■ DOCUMENT SEGMENT ■
• • • •

# Greetings from Hungary



## Vezso (Mar 4, 2015)

Hello Beekeepers,
I'm Zsolt from Hungary. I have had bees for 5 years ago. My hives's and frames's size is a specific Hungarian size, named halfNB (it is an equal comb hive with 6.4dm^2 comb area). I am a hobby beekeeper with ~30 hives. I would like to read and discuss about the beekeeping methods of the other countries. (eg. the snelgrove method is not commonly used in Hungary)
I apologize for my poor English! I will try not to degrade the quality of the forum.
Zsolt


----------



## Rader Sidetrack (Nov 30, 2011)

Welcome to Beesource!

>>it is an equal comb hive with 6.4dm^2 comb area.

Your English is fine, its the metric abbreviation that had me scratching my head.:scratch: 


Just teasing! After scratching my head, I figured out that 6.4dm^2 was a reference to decimeters squared. 

.


----------



## dadandsonsbees (Jan 25, 2012)

Welcome. As Radar said your English is fine. Don't worry about degrading the quality of the forum,( some of us are degraded enough for everybody)


----------



## Specialkayme (Sep 4, 2005)

Your english is just fine.

Welcome to the site.


----------



## tuzserhu (Dec 8, 2013)

Welcome, 
and in case your English fails, feel free to ask for translation I used to be fluent and could use some practice.
I will do my best!


----------



## gezellig (Jun 11, 2014)

Üdvözöljük a méh forrása. 😀


----------



## GaryG74 (Apr 9, 2014)

Welcome to BeeSource!


----------



## Vezso (Mar 4, 2015)

Thanks for the warm welcome! 
I will try to use the American units.


----------



## Mutt bee (Jan 11, 2015)

Welcome to BeeSource Zsolt !


----------



## fruitveggirl (Mar 8, 2013)

• • • •

■ EXERCISE 1 ■
According to the forum thread, roughly how many hives does Zsolt keep?
■ EXERCISE 2 ■
Quote the forum thread word for word, starting at "## Rader Sidetrack" and ending at "to decimeters squared.".

■ PROVIDED RECORDS ■
• • • •

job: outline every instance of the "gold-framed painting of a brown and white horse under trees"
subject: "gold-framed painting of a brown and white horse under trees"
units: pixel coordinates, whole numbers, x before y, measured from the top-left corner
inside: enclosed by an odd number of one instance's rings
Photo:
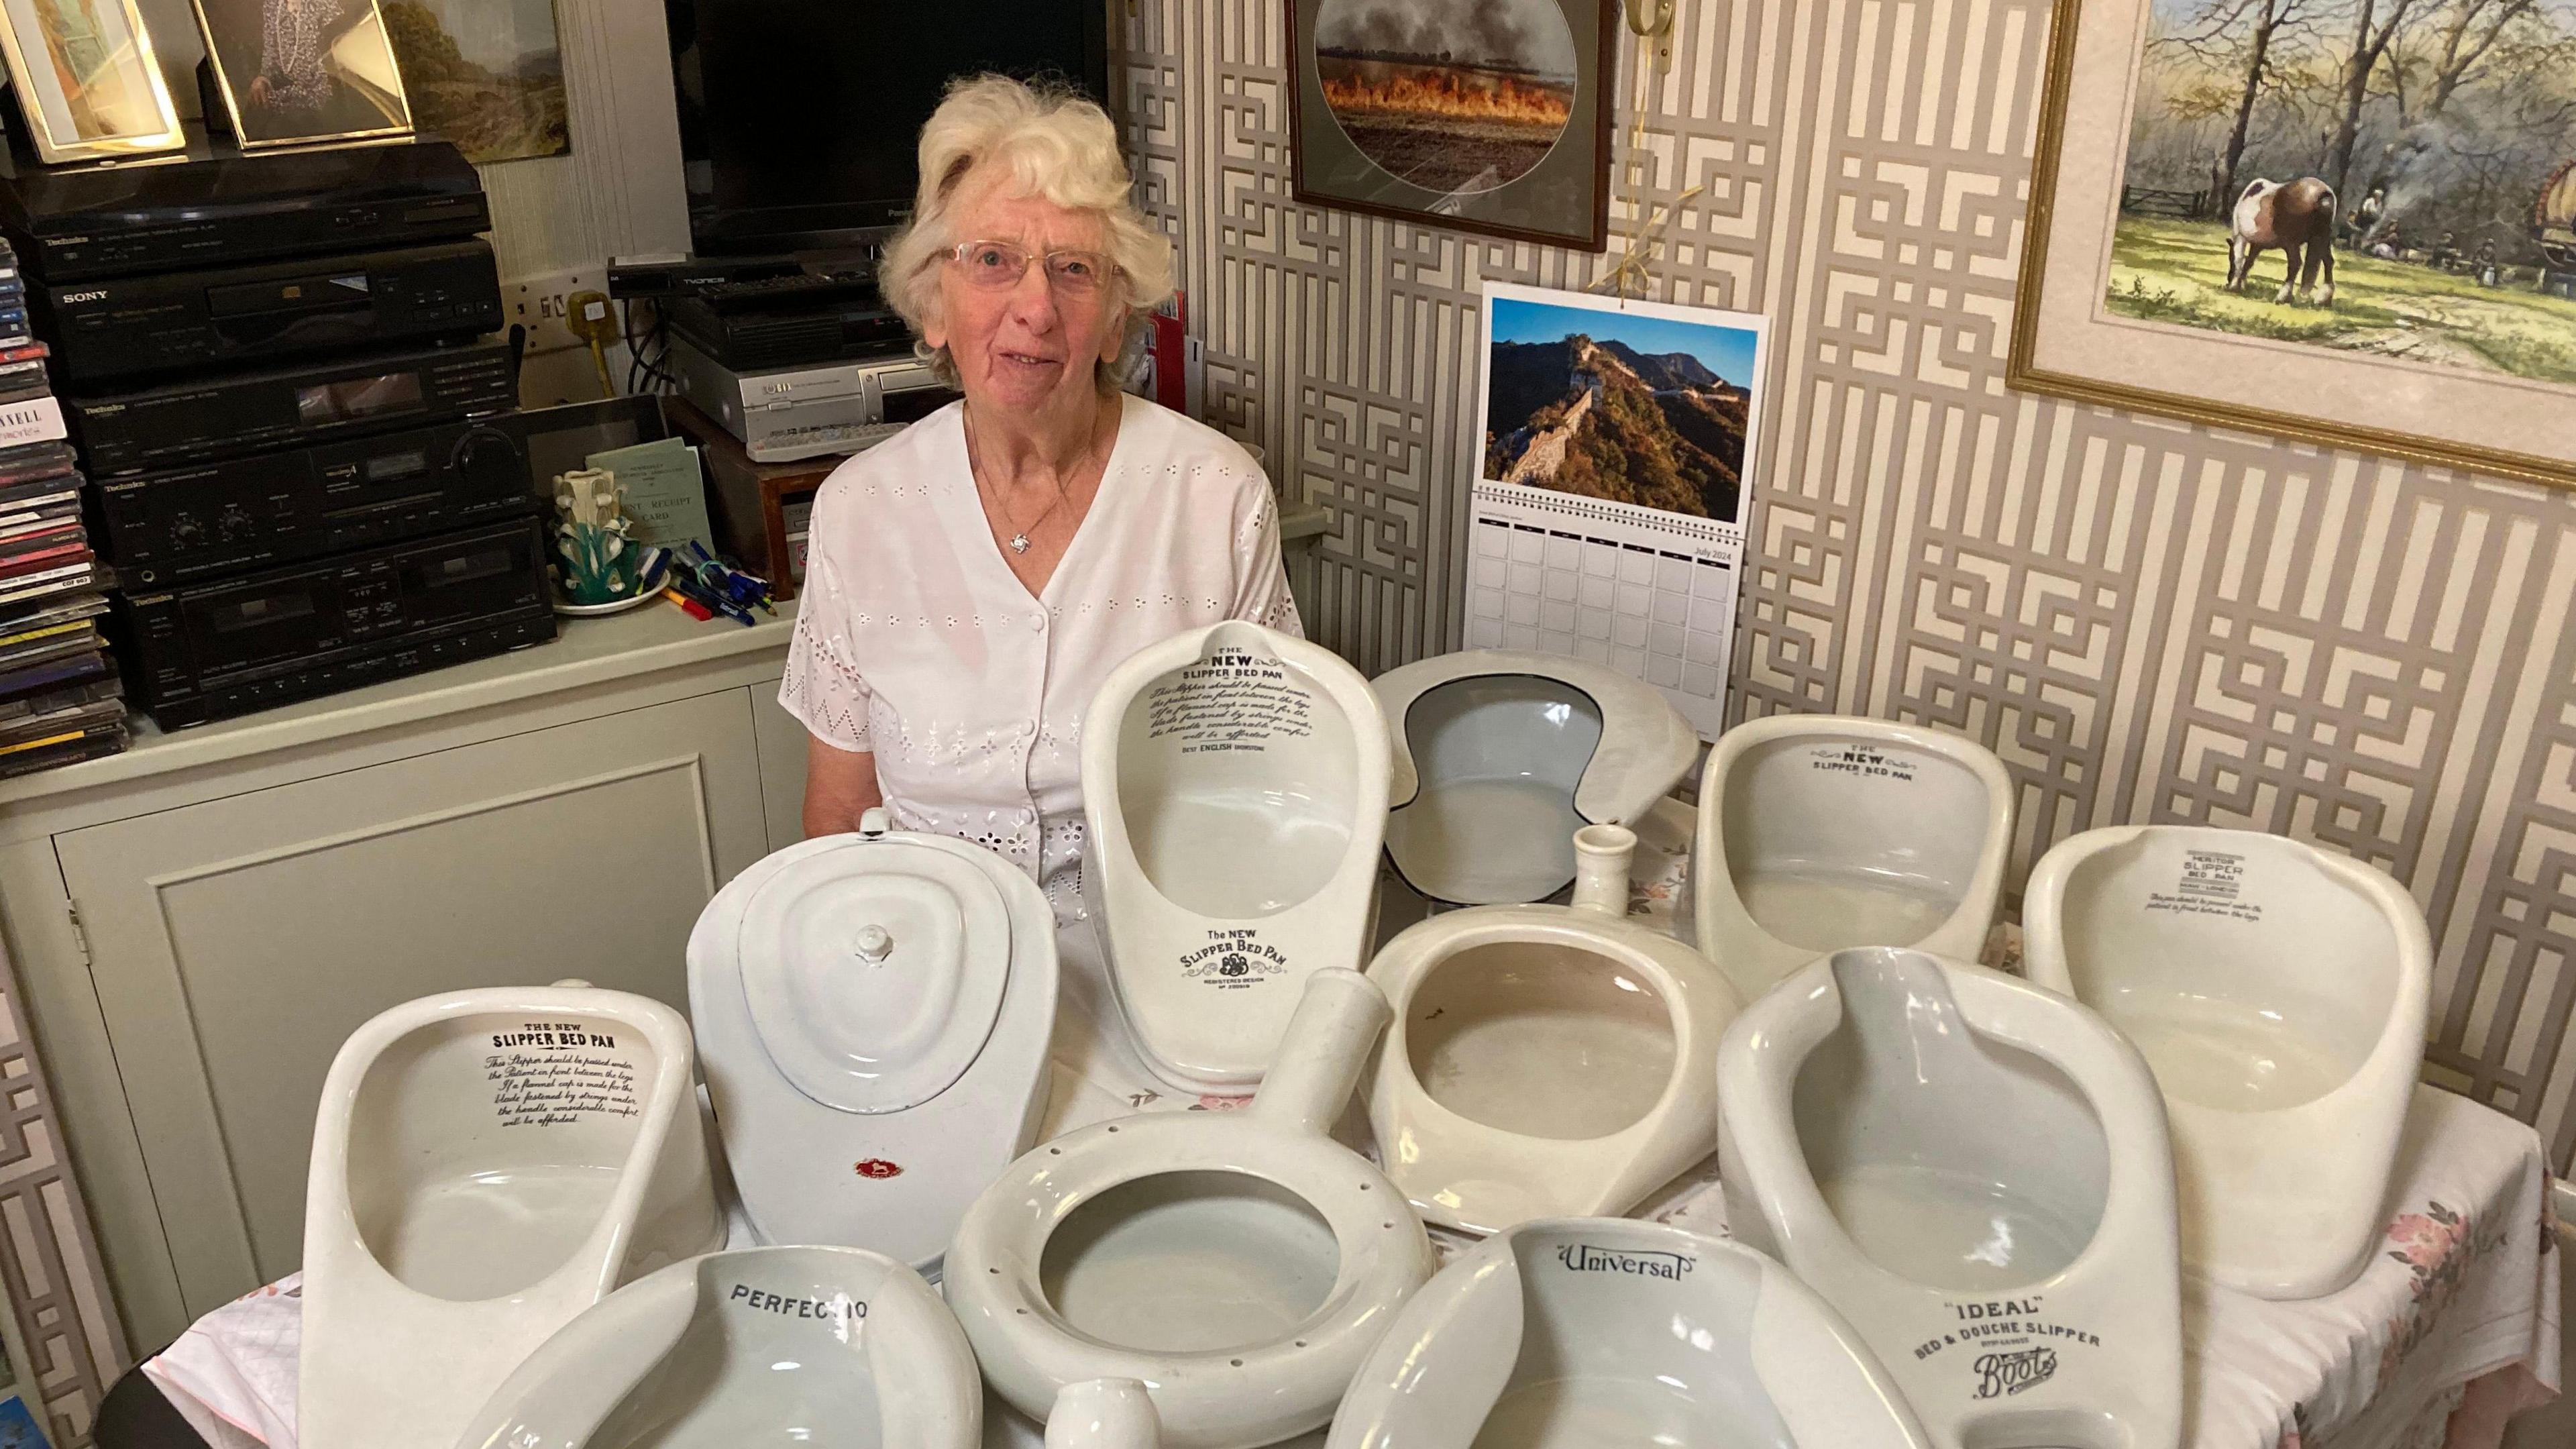
[[[2087,0],[2009,382],[2576,485],[2576,0]]]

• • • •

■ TASK ANSWER 1 ■
About 30 hives.

■ TASK ANSWER 2 ■
## Rader Sidetrack (Nov 30, 2011)

Welcome to Beesource!

>>it is an equal comb hive with 6.4dm^2 comb area.

Your English is fine, its the metric abbreviation that had me scratching my head.:scratch: 


Just teasing! After scratching my head, I figured out that 6.4dm^2 was a reference to decimeters squared.